* [Testo selezionato]
Dormire senza sonno, non sentire il sapore del cibo. E quel prurito continuo ai capelli, sotto i bulbi, che scava tra le placche del cranio come per estrarre il vuoto3.
Tuttavia, smorzare lo stile come principale strumento di costruzione dell’identità poetica, con l’intento di rappresentare la debolezza e la non-eccezionalità dell’io («Non sei speciale, sei solo strano», p. 77), è una soluzione formale che richiede una grande potenza inventiva e un grande controllo della coesione testuale, affinché il singolo componimento mantenga sempre un’adeguata tensione espressiva. È proprio questa continuità a mancare nelle sequenze di Burratti. E se Mazzoni, nell’introduzione, scrive che «Burratti lavora […] sulla sintassi, sullo straniamento e sul ritmo interno della frase» (p. 67), a me pare che proprio da questo punto di vista gli esiti siano molto alterni. Così, si va da sequenze molto convincenti, come la prossima, in cui l’autore sa plasmare la sintassi in una coordinazione nevrotica e capace di mutuare un andamento infantile e violento:
«posso raccontare una storia e cioè quella della noce in mezzo agli occhi, che è simile al tumore di mio nonno ma meno grande di una palla da golf, la mia noce è più piccola e soprattutto la custodisco con cura nel comodino tirandola fuori solo in caso di pericolo, irrequietezza o stizza, odio e elettricità, quando sento che il braccio mi diventa gigantesco e vorrei colpire un muro […]» (p. 87).

* [Consegna A]
Riscrivi in forma più breve il paragrafo del brano su Burratti che inizia con «Tuttavia, smorzare lo stile», mantenendone le informazioni principali.
* [Consegna B]
Prosegui il brano su Burratti a partire dall'ultima frase riportata.
Le voci registrate non servono per svolgere l'esercizio.

* [Dati registrati]
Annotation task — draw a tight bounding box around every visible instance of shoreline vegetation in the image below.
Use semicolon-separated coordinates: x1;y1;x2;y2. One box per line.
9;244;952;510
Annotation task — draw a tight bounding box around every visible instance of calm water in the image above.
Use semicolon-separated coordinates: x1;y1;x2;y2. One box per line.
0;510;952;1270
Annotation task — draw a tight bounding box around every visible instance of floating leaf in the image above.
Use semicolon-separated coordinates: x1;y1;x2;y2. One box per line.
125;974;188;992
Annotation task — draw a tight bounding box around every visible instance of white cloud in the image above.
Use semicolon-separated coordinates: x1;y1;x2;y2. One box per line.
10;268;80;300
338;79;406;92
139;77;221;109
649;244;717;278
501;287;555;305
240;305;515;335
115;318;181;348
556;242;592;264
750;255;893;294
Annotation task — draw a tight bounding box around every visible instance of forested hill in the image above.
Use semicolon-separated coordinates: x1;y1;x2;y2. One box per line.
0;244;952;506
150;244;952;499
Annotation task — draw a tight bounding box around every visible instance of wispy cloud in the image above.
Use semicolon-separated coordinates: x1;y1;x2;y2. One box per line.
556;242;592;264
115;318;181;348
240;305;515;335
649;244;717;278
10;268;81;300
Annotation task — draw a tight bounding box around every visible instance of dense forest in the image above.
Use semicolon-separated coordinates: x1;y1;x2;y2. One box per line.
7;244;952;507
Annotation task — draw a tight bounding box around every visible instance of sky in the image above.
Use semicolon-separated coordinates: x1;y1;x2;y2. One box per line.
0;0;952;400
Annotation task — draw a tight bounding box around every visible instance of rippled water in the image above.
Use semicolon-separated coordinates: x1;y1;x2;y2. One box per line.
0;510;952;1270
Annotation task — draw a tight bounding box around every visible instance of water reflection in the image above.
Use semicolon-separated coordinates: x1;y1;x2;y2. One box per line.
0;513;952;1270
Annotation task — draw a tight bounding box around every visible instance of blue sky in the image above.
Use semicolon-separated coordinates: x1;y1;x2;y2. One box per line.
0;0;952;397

* [Soluzione A]
Smorzare lo stile per rappresentare la debolezza e la non-eccezionalità dell'io è una soluzione formale che richiede grande potenza inventiva e un forte controllo della coesione testuale, perché ogni componimento mantenga la giusta tensione espressiva. Nelle sequenze di Burratti manca proprio questa continuità. Mazzoni, nell'introduzione, afferma che Burratti lavora su sintassi, straniamento e ritmo interno della frase, ma secondo chi scrive gli esiti sono su questo piano molto alterni. Si va comunque da sequenze molto convincenti, in cui la sintassi diventa una coordinazione nevrotica dall'andamento infantile e violento.

* [Soluzione B]
A molte altre in cui, volontariamente o meno, Burratti tende ad appoggiarsi a moduli sintattici prevedibili, che se non vengono innervati da un montaggio davvero forte a livello iconico, o capace almeno di simulare tensione narrativa, rischiano di limitarsi all’enunciazione del referto. Probabilmente l’obiettivo è proprio questo, è vero: ma ciò non toglie che una prevedibilità di questo tipo s’inserisca in uno schema cólto (elenchi simili si trovano spesso negli autori-modello di Burratti) molto ammiccante, e in contraddizione con gli intenti demistificatori di cui dicevamo prima:
«Smettere di bere, svegliarsi a un’ora decente, avere rispetto per la sofferenza degli altri, per l’amore degli altri. Dormire con attenzione, portare ogni decisione stampata in fronte, severamente e serenamente. Inspirare fino alla pelle d’oca
Scegliere di rompere amicizie durate secoli, buttare via selezioni di fiducia. Dimenticarsi abitudini e persone […]» (p. 85);
«Tutto quello che non posso fare più: vestirmi, camminare per strada con la schiena decisa, con il braccio delimitare lo spazio; e riprovare, e tagliare la carne […]» (p. 95)4.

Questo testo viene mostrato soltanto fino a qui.